[Items from a data source]

========================================

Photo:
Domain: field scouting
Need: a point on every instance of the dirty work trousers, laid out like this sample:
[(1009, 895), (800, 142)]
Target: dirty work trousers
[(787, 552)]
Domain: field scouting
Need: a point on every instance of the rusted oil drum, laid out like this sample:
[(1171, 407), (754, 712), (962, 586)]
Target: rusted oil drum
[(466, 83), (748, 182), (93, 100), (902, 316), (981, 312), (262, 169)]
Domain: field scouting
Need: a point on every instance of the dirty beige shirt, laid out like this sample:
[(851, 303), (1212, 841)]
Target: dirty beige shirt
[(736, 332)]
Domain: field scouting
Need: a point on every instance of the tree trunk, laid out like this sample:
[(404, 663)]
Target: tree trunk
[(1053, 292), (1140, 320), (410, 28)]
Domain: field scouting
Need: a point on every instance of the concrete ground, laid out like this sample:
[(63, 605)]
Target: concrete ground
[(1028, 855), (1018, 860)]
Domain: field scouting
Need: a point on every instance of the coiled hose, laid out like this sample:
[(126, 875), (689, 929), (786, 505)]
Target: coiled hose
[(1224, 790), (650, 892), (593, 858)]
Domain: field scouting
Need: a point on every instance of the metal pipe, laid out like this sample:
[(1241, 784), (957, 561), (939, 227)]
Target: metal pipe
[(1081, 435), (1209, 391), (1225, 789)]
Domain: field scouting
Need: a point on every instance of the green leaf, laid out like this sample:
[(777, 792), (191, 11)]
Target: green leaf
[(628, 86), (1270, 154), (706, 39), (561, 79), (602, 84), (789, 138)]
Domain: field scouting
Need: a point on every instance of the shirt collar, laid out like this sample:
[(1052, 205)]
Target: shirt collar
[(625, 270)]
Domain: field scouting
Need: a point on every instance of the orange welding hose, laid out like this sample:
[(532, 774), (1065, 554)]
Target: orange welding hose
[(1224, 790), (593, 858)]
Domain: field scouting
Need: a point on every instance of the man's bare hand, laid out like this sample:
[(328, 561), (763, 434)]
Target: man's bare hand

========================================

» Task details
Write out the material above again, swapping "field scouting" for "site survey" wherever it appears and keeping everything else the same.

» Response to this exercise
Photo:
Domain: site survey
Need: a point on every instance of the dirty work trousers, laid out like this sample:
[(1009, 895), (800, 142)]
Target: dirty work trousers
[(787, 552)]
Domain: site survey
Need: a point on every instance of the rusted oil drum, laid out like this sample:
[(1171, 407), (754, 712), (962, 586)]
Target: rusted oil drum
[(466, 83), (748, 182), (93, 100), (902, 316), (981, 312), (262, 169)]
Domain: site survey
Need: a point on every instance of the dirty beige shirt, laid out like this sample:
[(851, 303), (1212, 841)]
Target: dirty beige shirt
[(736, 332)]
Domain: site survey
Need: a point on every instance of the tree trunk, laid out like this sample:
[(404, 663)]
Target: tree trunk
[(1053, 292), (1140, 320), (410, 28)]
Domain: site survey
Need: a point on every instance of the concrete ground, laid out like this sample:
[(63, 605)]
Target: concrete ground
[(1028, 855), (1018, 860)]
Domain: site survey
Need: a point on every instance of the coiled hose, laid out like this sample:
[(126, 875), (689, 929), (786, 505)]
Target: coiled hose
[(1224, 790), (650, 892), (593, 858)]
Domain: site survey
Need: a point on every instance of the metal pipe, laid out like this sample:
[(1241, 784), (957, 561), (939, 227)]
Target: metal pipe
[(1081, 435), (1209, 391), (1225, 789)]
Domain: site survey
Need: a point on every instance of the green leaf, laid out like this sample:
[(777, 792), (191, 11)]
Target: green leaf
[(628, 86), (1270, 154), (706, 39), (561, 79), (602, 84), (789, 138)]
Domain: site survey
Need: a point on every instance of the shirt collar, laid out like this sample:
[(1052, 205)]
Target: shirt collar
[(625, 270)]
Domain: site survey
Need: a point on every instance of the orange welding hose, laid out like this sample:
[(532, 774), (1065, 554)]
Target: orange welding hose
[(1224, 790), (593, 858)]
Domain: site survey
Need: a point on every instance of the man's bare hand, laid out like this sample:
[(328, 561), (763, 434)]
Target: man's bare hand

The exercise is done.